Data for this task Start Marker

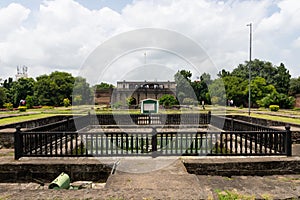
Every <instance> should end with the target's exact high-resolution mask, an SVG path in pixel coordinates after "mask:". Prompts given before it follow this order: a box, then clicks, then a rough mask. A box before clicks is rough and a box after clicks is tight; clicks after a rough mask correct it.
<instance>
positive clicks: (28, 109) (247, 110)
mask: <svg viewBox="0 0 300 200" xmlns="http://www.w3.org/2000/svg"><path fill="white" fill-rule="evenodd" d="M208 111H211V112H212V114H225V113H226V114H233V115H248V109H247V108H243V109H239V108H234V107H221V106H219V107H218V106H208V105H207V106H206V107H205V110H203V109H202V108H201V107H198V108H193V109H189V108H182V109H180V110H174V109H160V110H159V113H163V114H183V113H207V112H208ZM88 112H91V113H96V114H112V113H113V114H114V113H118V114H119V113H120V114H122V113H123V114H139V113H140V110H139V109H126V110H124V109H123V110H122V109H117V110H112V109H110V108H106V107H103V106H91V105H85V106H73V107H67V108H66V107H55V108H53V107H43V108H40V109H28V110H27V111H26V112H19V111H7V112H5V111H3V112H0V117H1V116H5V115H6V116H7V115H11V116H10V117H8V118H2V119H1V118H0V125H4V124H11V123H15V122H21V121H27V120H34V119H39V118H44V117H49V116H53V115H76V114H87V113H88ZM280 115H281V116H280ZM251 116H252V117H257V118H262V119H270V120H275V121H282V122H286V123H294V124H300V111H297V110H279V111H278V112H271V111H269V110H267V109H251ZM289 116H293V117H289Z"/></svg>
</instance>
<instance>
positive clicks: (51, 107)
mask: <svg viewBox="0 0 300 200" xmlns="http://www.w3.org/2000/svg"><path fill="white" fill-rule="evenodd" d="M42 108H43V109H53V108H54V107H53V106H42Z"/></svg>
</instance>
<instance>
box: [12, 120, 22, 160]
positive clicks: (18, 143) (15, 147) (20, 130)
mask: <svg viewBox="0 0 300 200" xmlns="http://www.w3.org/2000/svg"><path fill="white" fill-rule="evenodd" d="M21 139H22V137H21V126H20V125H18V126H16V132H15V133H14V140H15V141H14V146H15V160H18V159H19V158H21V156H22V151H23V147H22V142H23V141H21Z"/></svg>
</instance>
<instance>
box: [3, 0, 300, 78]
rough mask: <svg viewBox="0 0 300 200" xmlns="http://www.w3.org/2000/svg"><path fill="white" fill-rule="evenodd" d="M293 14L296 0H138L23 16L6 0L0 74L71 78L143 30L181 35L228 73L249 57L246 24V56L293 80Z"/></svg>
mask: <svg viewBox="0 0 300 200" xmlns="http://www.w3.org/2000/svg"><path fill="white" fill-rule="evenodd" d="M275 8H276V9H275ZM299 9H300V1H298V0H289V1H286V0H276V1H273V0H262V1H250V0H249V1H236V0H227V1H218V0H213V1H208V0H197V1H196V0H195V1H188V2H187V1H185V0H177V1H168V0H163V1H158V0H153V1H148V0H140V1H133V3H131V4H128V5H127V6H126V7H125V8H124V9H123V10H122V11H121V12H120V13H119V12H116V11H114V10H112V9H110V8H108V7H105V8H102V9H98V10H97V9H93V10H90V9H88V8H86V7H84V6H82V5H81V4H79V3H77V2H76V1H73V0H52V1H47V0H45V1H44V2H43V3H42V4H41V5H40V9H39V10H38V11H35V12H36V13H35V15H30V12H31V11H30V10H29V9H28V8H25V7H24V6H22V5H20V4H16V3H12V4H10V5H9V6H7V7H3V8H0V66H1V73H0V77H1V78H7V77H8V76H14V74H15V72H16V66H17V65H24V64H25V65H27V66H28V67H29V75H31V76H38V75H41V74H42V73H49V72H51V71H53V70H54V69H57V70H65V71H69V72H72V73H74V74H76V71H77V70H78V67H79V66H80V65H81V64H82V63H83V62H84V60H85V58H86V57H87V56H88V55H89V53H91V52H92V51H93V49H95V48H96V47H97V46H98V45H99V44H101V43H102V42H104V41H106V40H107V39H109V38H110V37H112V36H114V35H117V34H119V33H122V32H124V31H128V30H134V29H136V28H145V27H154V28H163V29H170V30H174V31H177V32H179V33H182V34H184V35H186V36H188V37H190V38H191V39H193V40H195V41H196V42H198V43H199V44H200V45H202V47H203V49H205V50H206V52H207V53H208V55H209V56H210V57H211V59H212V61H213V62H214V63H215V64H216V66H217V67H218V68H219V69H221V68H225V69H227V70H231V69H233V68H234V67H236V66H237V65H238V64H239V63H242V62H244V61H245V60H247V59H248V49H249V27H247V26H246V24H248V23H249V22H252V23H253V58H256V57H257V58H259V59H262V60H269V61H271V62H273V63H274V64H279V63H280V62H283V63H284V64H285V66H286V67H287V68H288V69H289V70H290V72H291V73H292V76H294V77H296V76H300V67H299V64H298V63H299V61H298V55H299V53H300V48H299V46H300V45H299V44H300V42H299V40H300V39H299V38H300V21H299V20H298V19H299V18H300V12H299ZM28 21H29V22H30V23H31V26H29V27H28V26H25V24H26V23H28ZM133 39H134V38H133ZM174 42H176V41H174ZM149 59H150V57H149ZM153 59H154V58H153ZM125 60H126V59H125ZM141 60H142V59H141ZM128 62H129V63H130V61H128ZM131 63H135V62H131ZM2 69H5V70H2ZM116 71H117V69H116ZM116 74H117V73H116Z"/></svg>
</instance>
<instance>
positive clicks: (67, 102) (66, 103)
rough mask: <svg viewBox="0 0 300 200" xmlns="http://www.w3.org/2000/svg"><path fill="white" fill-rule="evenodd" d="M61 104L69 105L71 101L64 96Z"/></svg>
mask: <svg viewBox="0 0 300 200" xmlns="http://www.w3.org/2000/svg"><path fill="white" fill-rule="evenodd" d="M63 104H64V106H65V107H69V106H70V105H71V101H70V100H69V99H68V98H64V100H63Z"/></svg>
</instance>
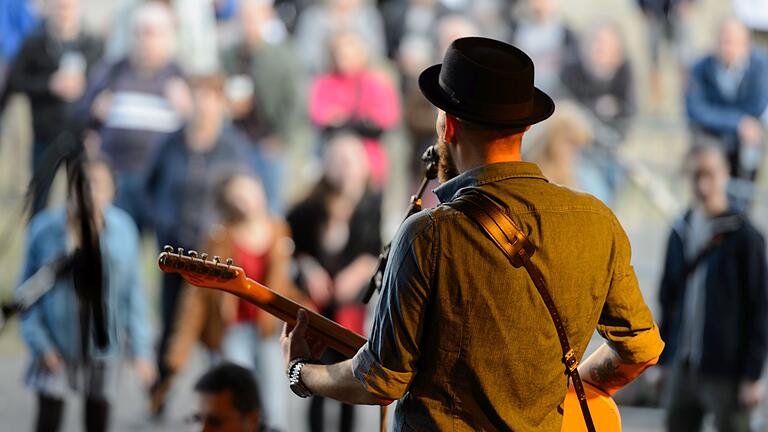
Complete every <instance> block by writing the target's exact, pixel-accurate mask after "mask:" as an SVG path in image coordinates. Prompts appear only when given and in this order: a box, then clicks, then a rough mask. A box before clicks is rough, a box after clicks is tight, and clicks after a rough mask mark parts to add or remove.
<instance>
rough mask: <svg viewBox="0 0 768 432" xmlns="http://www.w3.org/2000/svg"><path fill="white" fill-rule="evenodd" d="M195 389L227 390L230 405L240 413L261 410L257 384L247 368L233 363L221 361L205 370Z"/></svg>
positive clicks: (252, 411)
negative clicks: (239, 365)
mask: <svg viewBox="0 0 768 432" xmlns="http://www.w3.org/2000/svg"><path fill="white" fill-rule="evenodd" d="M195 391H196V392H198V393H203V394H215V393H222V392H225V391H228V392H230V393H231V394H232V405H233V406H234V408H235V409H236V410H237V411H239V412H240V413H242V414H247V413H250V412H254V411H255V412H261V400H260V399H259V386H258V384H256V380H255V379H254V378H253V374H252V373H251V371H249V370H248V369H246V368H244V367H242V366H238V365H236V364H233V363H223V364H220V365H218V366H215V367H213V368H212V369H210V370H209V371H208V372H206V373H205V374H204V375H203V376H202V377H200V379H199V380H198V381H197V384H195Z"/></svg>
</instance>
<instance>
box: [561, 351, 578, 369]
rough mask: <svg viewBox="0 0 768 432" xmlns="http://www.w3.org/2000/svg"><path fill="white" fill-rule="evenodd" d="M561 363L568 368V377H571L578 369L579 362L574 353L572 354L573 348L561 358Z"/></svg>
mask: <svg viewBox="0 0 768 432" xmlns="http://www.w3.org/2000/svg"><path fill="white" fill-rule="evenodd" d="M563 363H565V366H566V367H567V368H568V375H573V372H574V371H576V369H577V368H578V367H579V360H578V359H577V358H576V353H574V352H573V348H571V349H569V350H568V352H567V353H565V355H564V356H563Z"/></svg>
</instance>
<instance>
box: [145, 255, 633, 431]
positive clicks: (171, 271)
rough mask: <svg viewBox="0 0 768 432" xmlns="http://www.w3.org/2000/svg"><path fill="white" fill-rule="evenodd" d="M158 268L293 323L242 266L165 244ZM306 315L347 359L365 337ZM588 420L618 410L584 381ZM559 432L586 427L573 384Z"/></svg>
mask: <svg viewBox="0 0 768 432" xmlns="http://www.w3.org/2000/svg"><path fill="white" fill-rule="evenodd" d="M158 265H159V266H160V269H161V270H162V271H164V272H168V273H178V274H180V275H181V276H182V277H183V278H184V279H185V280H186V281H187V282H189V283H190V284H192V285H194V286H198V287H201V288H211V289H217V290H221V291H226V292H229V293H231V294H234V295H236V296H238V297H240V298H242V299H244V300H246V301H248V302H250V303H253V304H254V305H256V306H258V307H259V308H261V309H263V310H264V311H266V312H268V313H270V314H272V315H274V316H276V317H277V318H279V319H281V320H283V321H286V322H288V323H289V324H291V325H293V324H294V323H295V322H296V314H297V313H298V311H299V309H304V308H303V307H302V306H301V305H299V304H297V303H295V302H293V301H292V300H290V299H288V298H286V297H284V296H282V295H280V294H278V293H276V292H275V291H272V290H271V289H269V288H267V287H265V286H264V285H261V284H259V283H257V282H255V281H254V280H252V279H249V278H248V277H247V276H246V275H245V272H244V271H243V269H242V268H240V267H236V266H233V265H231V260H228V263H227V264H224V263H221V262H219V259H218V257H214V260H211V261H209V260H208V259H207V255H206V254H201V255H200V257H198V255H197V252H194V251H190V252H189V254H188V255H185V254H184V253H183V251H182V250H179V253H175V252H174V251H173V248H171V247H169V246H166V248H165V252H163V253H161V254H160V256H159V257H158ZM307 313H308V314H309V323H308V324H309V328H308V329H307V334H308V335H309V336H310V337H312V338H314V339H317V340H320V341H322V342H323V343H324V344H325V345H326V346H328V347H331V348H333V349H334V350H336V351H338V352H339V353H341V354H342V355H344V356H346V357H347V358H351V357H352V356H354V355H355V353H357V350H358V349H359V348H360V347H361V346H363V345H364V344H365V342H366V339H365V338H364V337H363V336H360V335H358V334H357V333H354V332H352V331H351V330H349V329H347V328H344V327H342V326H340V325H339V324H337V323H335V322H333V321H331V320H329V319H327V318H325V317H323V316H322V315H319V314H317V313H315V312H312V311H307ZM584 390H585V391H586V393H587V401H588V403H589V408H590V412H591V413H592V419H593V420H594V422H595V427H596V429H597V431H598V432H618V431H621V417H620V416H619V409H618V407H617V406H616V403H615V402H614V401H613V399H611V398H610V396H608V395H607V394H605V393H604V392H602V391H601V390H600V389H598V388H596V387H594V386H592V385H590V384H589V383H587V382H584ZM561 430H562V431H563V432H582V431H585V432H586V430H587V427H586V424H585V423H584V417H583V415H582V413H581V407H580V406H579V401H578V399H577V398H576V393H575V392H574V391H573V386H571V387H570V389H569V391H568V394H567V396H566V398H565V403H564V405H563V427H562V429H561Z"/></svg>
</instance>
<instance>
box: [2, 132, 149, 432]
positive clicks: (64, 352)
mask: <svg viewBox="0 0 768 432" xmlns="http://www.w3.org/2000/svg"><path fill="white" fill-rule="evenodd" d="M70 147H72V146H70ZM74 147H79V146H74ZM63 152H65V153H66V155H65V156H64V157H63V158H61V159H59V160H57V161H56V162H54V163H52V164H50V166H49V167H51V168H52V169H51V170H50V174H51V175H50V177H51V178H52V177H53V174H55V171H56V170H57V167H58V166H59V165H61V164H66V167H67V177H68V186H69V187H68V196H67V203H66V208H65V209H62V208H59V209H49V210H45V211H43V212H41V213H38V214H37V215H36V216H35V217H34V218H32V220H31V222H30V224H29V227H28V231H27V239H26V255H25V259H24V264H23V268H22V272H21V281H22V282H24V281H27V280H28V279H29V278H30V277H32V276H33V275H35V274H36V273H37V272H38V270H40V269H42V268H44V267H46V266H50V264H51V263H53V262H56V263H62V264H59V265H56V271H57V275H56V278H55V282H54V283H53V285H52V286H51V287H50V289H48V290H47V291H46V292H45V294H44V295H42V297H40V299H39V300H37V301H36V302H35V303H34V304H32V305H31V306H30V307H29V308H28V309H27V310H26V311H24V312H23V313H22V314H21V319H20V330H21V336H22V338H23V340H24V342H25V343H26V345H27V347H28V348H29V351H30V355H31V361H30V364H29V366H28V368H27V371H26V375H25V382H26V384H27V385H28V387H29V388H30V389H32V390H33V391H34V392H36V393H37V400H38V411H37V420H36V430H37V431H46V432H50V431H57V430H59V428H60V425H61V419H62V414H63V409H64V399H65V398H66V397H67V396H70V395H71V394H73V393H80V394H82V395H83V396H84V398H85V413H84V414H85V419H84V422H85V426H84V428H83V429H84V430H86V431H89V432H90V431H104V430H107V428H108V425H109V411H110V410H109V408H110V403H109V396H108V390H109V389H114V388H116V386H115V379H116V377H117V373H116V372H117V365H118V363H119V355H120V354H121V353H120V351H121V348H122V347H128V349H129V350H130V356H131V357H132V358H133V359H134V364H135V366H136V369H137V373H138V375H139V376H140V377H141V378H142V379H143V380H144V382H145V383H147V385H148V384H149V383H150V382H151V381H152V380H153V379H154V375H155V372H154V366H153V363H152V362H151V361H150V358H151V346H150V338H149V333H150V329H149V327H148V324H147V323H148V319H147V318H148V317H147V307H146V301H145V298H144V294H143V290H142V286H141V284H140V281H139V277H138V275H137V272H136V269H135V267H136V266H135V263H136V262H137V255H138V252H139V245H138V232H137V230H136V227H135V225H134V223H133V221H132V220H131V218H130V216H128V214H127V213H125V212H123V211H122V210H119V209H117V208H115V207H112V206H111V202H112V198H113V196H114V189H115V187H114V181H113V177H112V172H111V170H110V167H109V165H108V164H107V163H106V162H105V161H104V160H100V159H98V160H85V159H84V158H83V152H82V149H81V148H77V149H76V150H73V151H63ZM36 180H39V179H36ZM40 183H45V182H44V181H43V182H39V181H35V182H33V187H34V185H38V186H39V184H40ZM47 288H48V287H46V289H47ZM25 289H32V288H30V287H29V284H22V285H20V286H19V289H18V290H17V291H23V290H25ZM23 294H24V293H19V292H17V295H23ZM123 337H125V338H126V339H127V340H123Z"/></svg>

Data for this task End Marker

Exercise description
Pick out each line of the listing above that contains the string "given", and copy those lines.

Reply
Every <instance> should end with the target's exact high-resolution mask, an SVG path in pixel coordinates after "mask:". Prompts given before it follow this order: a box, then clicks, then a rough mask. A box before clicks is rough and a box after clicks is tight; clicks after a rough mask correct it.
Complete every <instance> block by writing the target's exact, pixel-accurate mask after "mask:" as an SVG path in image coordinates. Prompts appear only when given and in this order: a box, then clicks, then a rough mask. A box before clicks is rough, a box after clicks is tight, and clicks after a rough mask mark parts to add or remove.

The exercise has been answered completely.